Two miners’ lamps burned in the historic council chamber of the Yorkshire Area of the National Union of Mineworkers (NUM) as more than 150 miners, their families and supporters gathered for the annual Davy Jones and Joe Green Memorial Lecture.
Wreaths were laid first at the memorial statue outside the headquarters to miners who died defending their union.
The guest speaker was Unison national president Paul Holmes, who moved the audience to a standing ovation with a speech defending socialism and opposing war and racism.
He said: “Capitalism cannot survive without the working class. But the working class can thrive without capitalism.”
He warned of the dangers facing the Labour Party following its treatment of former leader Jeremy Corbyn and its current leadership’s abandonment of the hope he had given working people.

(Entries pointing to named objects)

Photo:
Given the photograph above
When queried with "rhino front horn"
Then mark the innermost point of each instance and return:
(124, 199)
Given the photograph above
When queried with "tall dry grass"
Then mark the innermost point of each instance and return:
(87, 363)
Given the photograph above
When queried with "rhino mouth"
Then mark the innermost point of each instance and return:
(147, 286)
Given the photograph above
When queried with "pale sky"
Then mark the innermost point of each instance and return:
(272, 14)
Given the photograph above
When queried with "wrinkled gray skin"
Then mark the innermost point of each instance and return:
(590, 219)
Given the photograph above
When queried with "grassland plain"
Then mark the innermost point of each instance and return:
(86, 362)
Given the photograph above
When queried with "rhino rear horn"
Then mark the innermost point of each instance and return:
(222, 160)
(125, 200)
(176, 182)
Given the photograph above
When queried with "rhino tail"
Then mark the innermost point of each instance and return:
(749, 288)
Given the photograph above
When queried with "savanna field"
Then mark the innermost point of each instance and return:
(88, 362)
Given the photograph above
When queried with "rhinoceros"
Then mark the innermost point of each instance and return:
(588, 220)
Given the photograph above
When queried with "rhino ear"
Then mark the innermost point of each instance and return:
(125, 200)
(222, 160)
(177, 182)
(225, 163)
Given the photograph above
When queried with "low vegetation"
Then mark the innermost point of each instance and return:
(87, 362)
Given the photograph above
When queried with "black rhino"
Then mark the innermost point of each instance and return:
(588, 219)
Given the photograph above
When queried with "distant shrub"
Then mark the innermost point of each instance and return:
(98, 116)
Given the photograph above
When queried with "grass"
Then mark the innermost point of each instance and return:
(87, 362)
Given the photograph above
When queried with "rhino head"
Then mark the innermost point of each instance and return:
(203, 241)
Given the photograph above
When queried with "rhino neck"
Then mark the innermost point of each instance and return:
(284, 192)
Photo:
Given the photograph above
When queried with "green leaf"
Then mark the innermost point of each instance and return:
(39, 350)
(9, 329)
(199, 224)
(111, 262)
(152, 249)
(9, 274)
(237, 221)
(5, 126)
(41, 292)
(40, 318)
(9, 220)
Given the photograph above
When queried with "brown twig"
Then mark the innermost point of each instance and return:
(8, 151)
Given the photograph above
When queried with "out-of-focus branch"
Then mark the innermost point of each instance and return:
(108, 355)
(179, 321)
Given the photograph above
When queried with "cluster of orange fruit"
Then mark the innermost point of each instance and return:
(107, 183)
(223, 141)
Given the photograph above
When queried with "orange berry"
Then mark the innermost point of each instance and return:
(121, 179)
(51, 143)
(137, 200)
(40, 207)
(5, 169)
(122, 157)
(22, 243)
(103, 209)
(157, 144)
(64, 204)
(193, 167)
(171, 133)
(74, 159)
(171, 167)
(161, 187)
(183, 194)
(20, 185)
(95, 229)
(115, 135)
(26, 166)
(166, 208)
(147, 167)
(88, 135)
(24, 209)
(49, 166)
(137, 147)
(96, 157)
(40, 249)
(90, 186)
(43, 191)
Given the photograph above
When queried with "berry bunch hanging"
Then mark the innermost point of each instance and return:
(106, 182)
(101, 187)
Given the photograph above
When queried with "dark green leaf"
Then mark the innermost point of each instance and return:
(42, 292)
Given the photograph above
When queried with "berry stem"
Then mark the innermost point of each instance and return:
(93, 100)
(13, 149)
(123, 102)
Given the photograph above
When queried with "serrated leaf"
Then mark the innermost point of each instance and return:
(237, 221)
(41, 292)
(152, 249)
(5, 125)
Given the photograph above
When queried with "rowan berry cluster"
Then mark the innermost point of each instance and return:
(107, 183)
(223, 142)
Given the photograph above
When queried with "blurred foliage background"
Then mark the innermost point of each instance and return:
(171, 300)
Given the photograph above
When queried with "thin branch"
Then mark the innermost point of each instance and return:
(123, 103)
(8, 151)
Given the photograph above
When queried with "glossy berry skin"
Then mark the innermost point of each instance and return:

PROBLEMS AND TASKS:
a – Copy out every line of the records that contains the string "berry".
b – Extend the account of the miners' memorial lecture, starting after its last sentence.
The text and the records have no connection to each other.

RESPONSES TO THE TASKS:
a –
When queried with "orange berry"
When queried with "berry bunch hanging"
When queried with "berry stem"
When queried with "rowan berry cluster"
When queried with "glossy berry skin"

b –
“He gave us hope in 2017,” he said. “It did not matter that the majority of Labour MPs and Labour Party staff did not want him to win. The people wanted him to win.”
“Labour parties have collapsed in Spain, Italy and Germany, and today we are the nearest I have ever known to the collapse of the Labour Party here.”
The gathering welcomed scaffolders from British Steel’s works at Scunthorpe in Lincolnshire, where more than 60 Unite members employed by contractor Actavo have been on strike over pay since October.